Extrait:

★ ★ ★

Pourtant, selon une enquête menée par deux journalistes du Monde, les experts du Haut Conseil de santé publique indiquaient dans un rapport de 2011 : « le stock Etat de masques respiratoires devra être constitué de masques anti-projections (chirurgicaux) et d’appareils de protection respiratoire (FFP2) ». » Rien de neuf dans ce rapport mais au moins une certitude : l’Etat doit continuer d’abonder son stock, pour le grand public comme pour les professionnels, à qui il faudra réserver les FFP2, plus protecteurs » ajoutent Fabrice Lhomme et Gérard Davet. Conclusion, si l’on peut dire : » En 2011, , les masques sont donc considérés comme efficaces et indispensables lors d’une pandémie ». (2) Ce qui était vrai en 2011 ne l’aurait plus été au début de la pandémie du Covid-19 ? Comprenne qui pourra.
Sur cette question des masques, force est de constater que les multiples initiatives citoyennes et les collectivités locales pallient les carences de l’Etat. Il y a plusieurs semaines, l’importation de masques fabriqués en Chine avait cruellement mis en lumière l’absence d’anticipation et de production en France. Malgré les demandes répétées de certains parlementaires, le pouvoir s’est refusé aux réquisitions d’entreprises. En matière d’intervention de l’Etat dans l’économie, il a été, en revanche, beaucoup plus prompt à faire voter un état « d’urgence sanitaire » lourd de menaces pour les salarié-e-s et pour le droit du travail, déjà mis à mal, de loi El Khomri en loi Macron.
Ceux qui ne masquent même plus leurs intentions
D’ailleurs, un collectif d’ « acteurs économiques » des Bouches-du-Rhône (comprendre : des chefs d’entreprise car les salarié-es ne sont jamais considérés comme des acteurs économiques, alors que les la période actuelle montre avec force que sans eux, et souvent les moins considérés, rien ne tourne dans le pays) n’ont pas tardé à s’engouffrer dans la brèche. Dans une lettre ouverte au Préfet, ils demandent « d’assouplir les verrous réglementaires et notamment de suspendre les arrêtés préfectoraux de fermeture par métier liés aux fédérations professionnelles et les arrêtés municipaux (travail dominical, horaires d’ouverture…) ». (3)

★ ★ ★

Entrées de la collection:

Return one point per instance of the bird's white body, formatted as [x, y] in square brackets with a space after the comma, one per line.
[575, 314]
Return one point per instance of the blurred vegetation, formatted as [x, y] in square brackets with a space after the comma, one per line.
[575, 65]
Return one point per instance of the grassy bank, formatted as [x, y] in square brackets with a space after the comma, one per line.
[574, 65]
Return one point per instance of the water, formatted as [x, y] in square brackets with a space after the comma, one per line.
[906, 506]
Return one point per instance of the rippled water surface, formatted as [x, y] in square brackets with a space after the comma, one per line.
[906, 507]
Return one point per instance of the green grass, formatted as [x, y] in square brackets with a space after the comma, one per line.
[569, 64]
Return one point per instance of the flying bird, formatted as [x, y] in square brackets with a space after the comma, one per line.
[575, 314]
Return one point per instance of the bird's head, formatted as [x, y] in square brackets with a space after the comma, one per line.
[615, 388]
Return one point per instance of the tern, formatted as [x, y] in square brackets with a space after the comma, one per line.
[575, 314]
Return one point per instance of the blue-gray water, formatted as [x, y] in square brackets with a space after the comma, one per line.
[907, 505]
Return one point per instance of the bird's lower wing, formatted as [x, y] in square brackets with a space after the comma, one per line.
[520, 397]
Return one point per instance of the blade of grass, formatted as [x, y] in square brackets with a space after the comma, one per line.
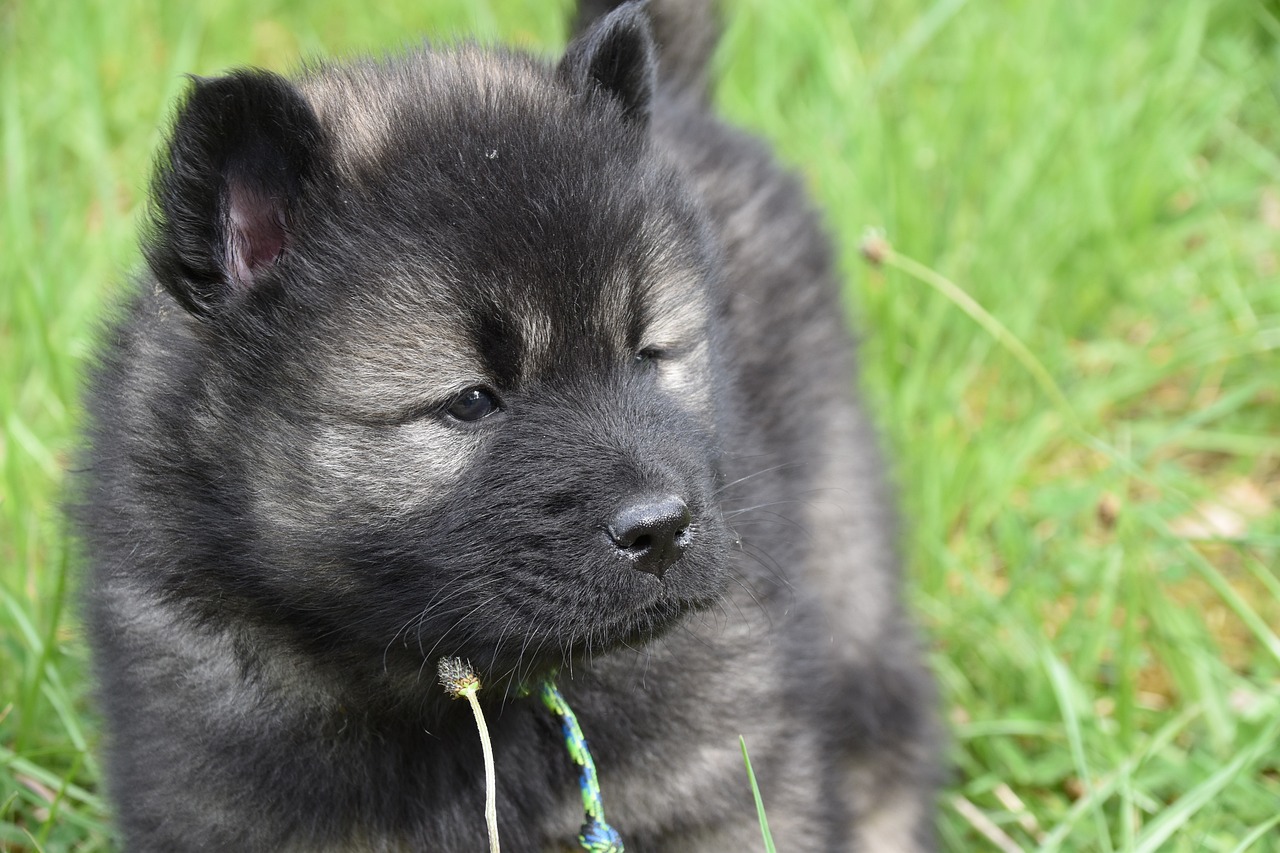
[759, 801]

★ ★ ★

Consigne de travail A: Recopiez fidèlement le passage de l'extrait sur les masques qui commence par « Pourtant, selon une » et se termine par « Comprenne qui pourra. ».
Consigne de travail B: D'après l'extrait sur les masques, comment s'appellent les deux journalistes du Monde qui ont mené l'enquête ?
Les enregistrements forment un matériau distinct de l'extrait sur les masques.

Réponse A:
Pourtant, selon une enquête menée par deux journalistes du Monde, les experts du Haut Conseil de santé publique indiquaient dans un rapport de 2011 : « le stock Etat de masques respiratoires devra être constitué de masques anti-projections (chirurgicaux) et d’appareils de protection respiratoire (FFP2) ». » Rien de neuf dans ce rapport mais au moins une certitude : l’Etat doit continuer d’abonder son stock, pour le grand public comme pour les professionnels, à qui il faudra réserver les FFP2, plus protecteurs » ajoutent Fabrice Lhomme et Gérard Davet. Conclusion, si l’on peut dire : » En 2011, , les masques sont donc considérés comme efficaces et indispensables lors d’une pandémie ». (2) Ce qui était vrai en 2011 ne l’aurait plus été au début de la pandémie du Covid-19 ? Comprenne qui pourra.

Réponse B: Fabrice Lhomme et Gérard Davet.